-- start of Reading passage --

By Tammy Davis
The only thing better than a week at the beach is a week at the beach with lots of good food. Vacations give families and friends a chance to connect and make memories. From a bowl of boiled peanuts to a bowl of home-made ice cream, food plays an important role in our vacation traditions.
No beach trip is complete without boiled peanuts. I’m partial to the ones that come out of a pressure cooker in Manning, SC, but produce stands make it easy for everybody to enjoy this southern staple. Favorite stops include: Peanut Man on Ashley River Road, Benton’s outside of Walterboro, Terry’s Exxon in Manning, King’s Market at Edisto, Ringo’s near Eastover, Crouches in Lexington, and Wise’s near Newberry.
This deep-south delicacy is often pronounced “balled,” instead of “boiled” and sometimes comes in a Piggly Wiggly bag with an extra bag for the shells so you can start snacking on the road.
The term “Designated Driver” takes on a whole new meaning during family vacations. The “DD” is usually the early bird in the group, the person who makes the run to Krispy Kreme each morning before the rest of the crowd stirs so everyone can wake up to a “hot now” treat.
In addition to doughnuts, beach-vacation breakfasts usually include zucchini bread or blueberry muffins made with local produce. Before filtration systems came along, the best grits of the year were “beach grits” served on a Dixie plate and enjoyed on a porch or deck or dock.
Lunches and Snacks
If you grew up in the South, you understand the term “good tomato.” It doesn’t get any better than a tomato from John’s Island or a neighbor’s garden. Keep it simple with tomato sandwiches made with Duke’s and a little salt and pepper, or cut it up a notch and make tomato sandwiches with hot biscuits from Mr. B’s or the Kudzu Bakery.
A week at the beach isn’t complete without a ham, usually HoneyBaked or country cured from Coopers. Early in the week, it’s the star of an evening meal. The leftovers make the perfect sandwiches, and by the end of the week, true southerners use the bone as crabbing bait. Ham is a true multi-tasker.

-- end of Reading passage --

Please continue the piece on beach vacation food from where it stops. The listing comes from a separate source.

-- start of Data shown --

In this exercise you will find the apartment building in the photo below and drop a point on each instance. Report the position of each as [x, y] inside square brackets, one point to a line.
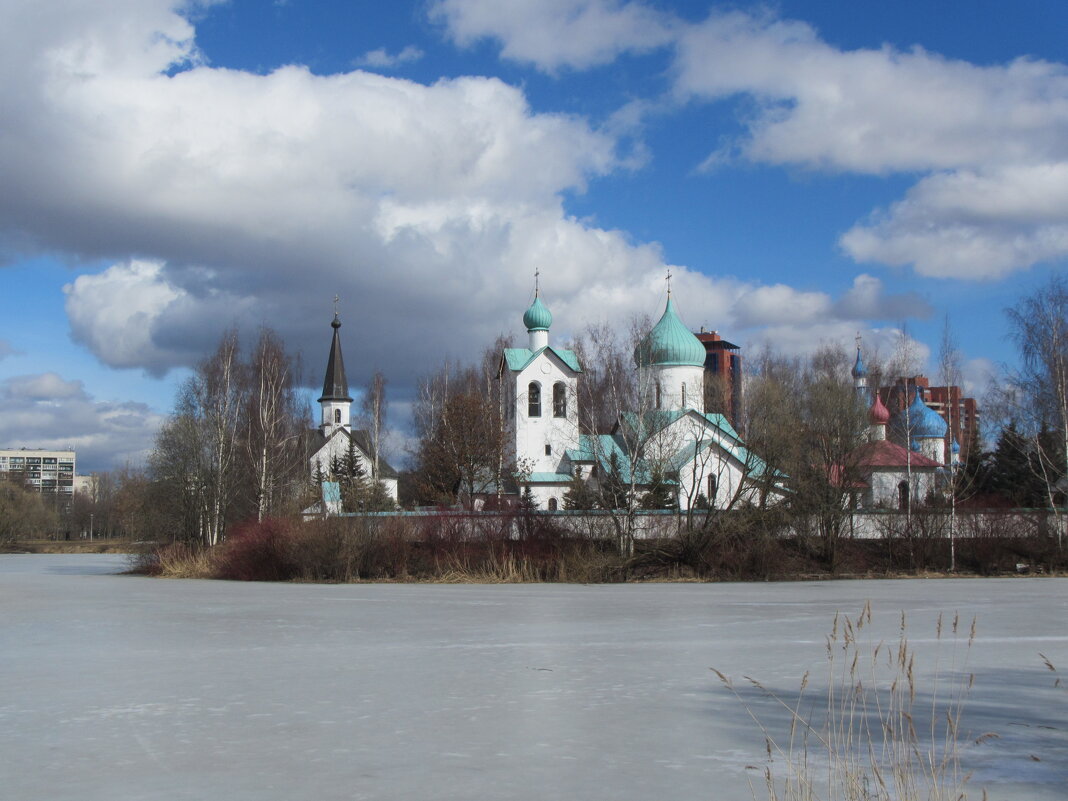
[50, 472]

-- end of Data shown --

Result of the exercise
Vacation planning 101: you must have pimento cheese at the beach. Lots of varieties with pimento cheese. Dukes or Miracle Whip? Savory or sweet? Jazzed up with jalapeno peppers? Most people like it the way their mamas and grandmas made it. There’s comfort in the familiar, even with sandwich spread.
Watermelon is the perfect beach food, another multi-tasker. It’s an easy snack for the kids with built-in entertainment: seed-spitting. Everybody loves watermelon salad as a side dish, and you just can’t beat a simple slice of ice-cold watermelon eaten by the water. You know you are on vacation when your toughest decision is whether to add sugar, salt, or just enjoy it plain.
Some version of a low-country boil is on most beach-trip menus. Fresh shrimp from Georgetown, McClellanville, or Beaufort; newly broken (not picked) sweet corn; new potatoes; and sausage may get poured out on a table covered with newspaper or served over rice. Hot, crispy hushpuppies or steaming biscuits make the perfect side.
Watching dolphins in the creek or a sunset over the water makes flipping hamburgers and hotdogs seem magical, not mundane.
Bar-b-que finds its way on most beach menus. Pork, hash, cole slaw, and potato salad make a perfect ending to any day. Again, most families have their favorite spots.
Southerners never go hungry on vacation, and they know how to end each meal just right with brownies made with a grandmother’s recipe, sheet cakes with boiled icing, cobblers made with McBee peaches, and the grand finale of the week: home-made ice cream.
“We always” is a good phrase to hear while on vacation.
“We always find the man selling peanuts and produce out of the back of his Chevy pick up.”
“We always stop at the country store and get a sandwich wrapped in plastic wrap.”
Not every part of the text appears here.